Mystery of a royal grant

The Leiden plates provide a glimpse of the story of how a great Buddhist centre of learning and spirituality flourished in Nagapattinam thanks to the benevolence of a Chola emperor.

Published : May 11, 2014 12:30 IST

The royal Chola insignia mounted on the copper ring that holds the plates together.

The royal Chola insignia mounted on the copper ring that holds the plates together.

THE copper plates preserved in Leiden University in the Netherlands, commonly referred to as the “Leiden Plates”, have a unique story to tell—of a royal charter issued by a great Chola emperor granting resources and revenues to ensure the upkeep of a Buddhist vihara . Interestingly, it was for a monastery built by a distinguished king from the distant Malay region in close-by Nagapattinam.

This document spells out in great detail the legal tenets, fiscal stipulations and bureaucratic machinery involved in the assessment and execution of the deed. Drawn and executed in the 11th century, this deed is impressive in its thoroughness and precision.

Recorded data:
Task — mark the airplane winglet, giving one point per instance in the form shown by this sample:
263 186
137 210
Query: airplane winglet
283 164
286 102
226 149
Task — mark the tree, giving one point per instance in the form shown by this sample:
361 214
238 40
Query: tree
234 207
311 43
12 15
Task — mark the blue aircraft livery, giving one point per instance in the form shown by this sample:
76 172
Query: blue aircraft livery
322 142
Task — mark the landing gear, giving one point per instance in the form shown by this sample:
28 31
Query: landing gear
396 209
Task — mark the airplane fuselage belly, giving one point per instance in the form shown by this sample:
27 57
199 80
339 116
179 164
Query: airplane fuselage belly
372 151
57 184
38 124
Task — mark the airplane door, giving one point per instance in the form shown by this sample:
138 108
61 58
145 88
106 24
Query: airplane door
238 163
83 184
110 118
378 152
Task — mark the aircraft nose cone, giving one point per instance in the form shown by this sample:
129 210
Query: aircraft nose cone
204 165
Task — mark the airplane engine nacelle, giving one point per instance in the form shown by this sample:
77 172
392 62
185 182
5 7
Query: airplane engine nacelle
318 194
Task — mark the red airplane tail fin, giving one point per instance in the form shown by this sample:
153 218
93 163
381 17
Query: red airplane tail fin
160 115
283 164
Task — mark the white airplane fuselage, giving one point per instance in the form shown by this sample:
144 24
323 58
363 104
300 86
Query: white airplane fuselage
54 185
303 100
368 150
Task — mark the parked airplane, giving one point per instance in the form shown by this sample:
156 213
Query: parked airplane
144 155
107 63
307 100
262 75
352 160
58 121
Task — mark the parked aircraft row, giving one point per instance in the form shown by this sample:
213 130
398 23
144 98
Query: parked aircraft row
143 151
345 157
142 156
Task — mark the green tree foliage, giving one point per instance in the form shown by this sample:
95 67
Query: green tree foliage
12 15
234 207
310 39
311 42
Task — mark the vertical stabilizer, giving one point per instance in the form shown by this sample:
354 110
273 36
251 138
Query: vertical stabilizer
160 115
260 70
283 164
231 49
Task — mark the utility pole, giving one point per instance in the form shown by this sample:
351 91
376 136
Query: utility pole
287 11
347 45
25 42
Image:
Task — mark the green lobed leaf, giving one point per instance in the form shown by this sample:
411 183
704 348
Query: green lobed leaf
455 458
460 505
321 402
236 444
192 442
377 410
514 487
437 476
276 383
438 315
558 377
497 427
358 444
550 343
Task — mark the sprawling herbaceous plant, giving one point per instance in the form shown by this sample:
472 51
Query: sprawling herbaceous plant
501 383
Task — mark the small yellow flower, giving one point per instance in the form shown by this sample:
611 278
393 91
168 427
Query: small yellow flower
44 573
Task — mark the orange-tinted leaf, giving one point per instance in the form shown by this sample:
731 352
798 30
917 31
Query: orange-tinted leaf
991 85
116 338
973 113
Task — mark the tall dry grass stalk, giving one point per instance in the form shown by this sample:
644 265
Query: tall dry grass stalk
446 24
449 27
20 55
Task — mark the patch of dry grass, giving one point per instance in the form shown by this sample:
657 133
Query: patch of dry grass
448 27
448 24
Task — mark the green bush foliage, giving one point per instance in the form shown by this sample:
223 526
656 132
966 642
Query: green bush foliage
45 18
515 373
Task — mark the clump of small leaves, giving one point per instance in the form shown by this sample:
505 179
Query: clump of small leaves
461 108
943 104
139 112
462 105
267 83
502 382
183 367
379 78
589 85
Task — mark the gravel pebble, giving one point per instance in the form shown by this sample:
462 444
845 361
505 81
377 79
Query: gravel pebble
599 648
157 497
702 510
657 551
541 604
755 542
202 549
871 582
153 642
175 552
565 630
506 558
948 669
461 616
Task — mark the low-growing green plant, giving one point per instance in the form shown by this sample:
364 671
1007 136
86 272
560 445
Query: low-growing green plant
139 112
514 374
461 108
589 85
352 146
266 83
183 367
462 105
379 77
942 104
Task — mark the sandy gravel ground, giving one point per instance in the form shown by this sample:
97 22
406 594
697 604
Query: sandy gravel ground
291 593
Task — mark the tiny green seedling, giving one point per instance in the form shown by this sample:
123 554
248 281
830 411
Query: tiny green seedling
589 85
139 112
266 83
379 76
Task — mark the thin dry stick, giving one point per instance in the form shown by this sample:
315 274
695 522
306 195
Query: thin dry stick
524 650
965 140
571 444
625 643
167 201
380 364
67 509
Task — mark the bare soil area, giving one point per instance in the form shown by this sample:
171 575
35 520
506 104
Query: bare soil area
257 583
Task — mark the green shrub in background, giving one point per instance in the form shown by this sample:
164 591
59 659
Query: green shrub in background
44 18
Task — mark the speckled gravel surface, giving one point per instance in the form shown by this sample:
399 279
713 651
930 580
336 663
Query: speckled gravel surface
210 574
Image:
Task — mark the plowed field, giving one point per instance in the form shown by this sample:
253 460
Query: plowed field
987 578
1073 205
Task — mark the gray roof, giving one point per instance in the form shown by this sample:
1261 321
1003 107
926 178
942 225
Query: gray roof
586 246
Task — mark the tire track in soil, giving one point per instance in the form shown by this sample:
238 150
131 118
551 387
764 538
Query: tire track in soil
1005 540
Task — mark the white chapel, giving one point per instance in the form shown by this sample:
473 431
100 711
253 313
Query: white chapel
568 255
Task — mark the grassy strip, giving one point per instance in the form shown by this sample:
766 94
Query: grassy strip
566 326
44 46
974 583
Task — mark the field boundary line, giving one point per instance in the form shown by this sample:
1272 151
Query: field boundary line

What needs to be done:
Write out the part of the Leiden plates text starting at "The Leiden plates" and ending at "a Chola emperor.". None of the items are needed for what follows.

Task output:
The Leiden plates provide a glimpse of the story of how a great Buddhist centre of learning and spirituality flourished in Nagapattinam thanks to the benevolence of a Chola emperor.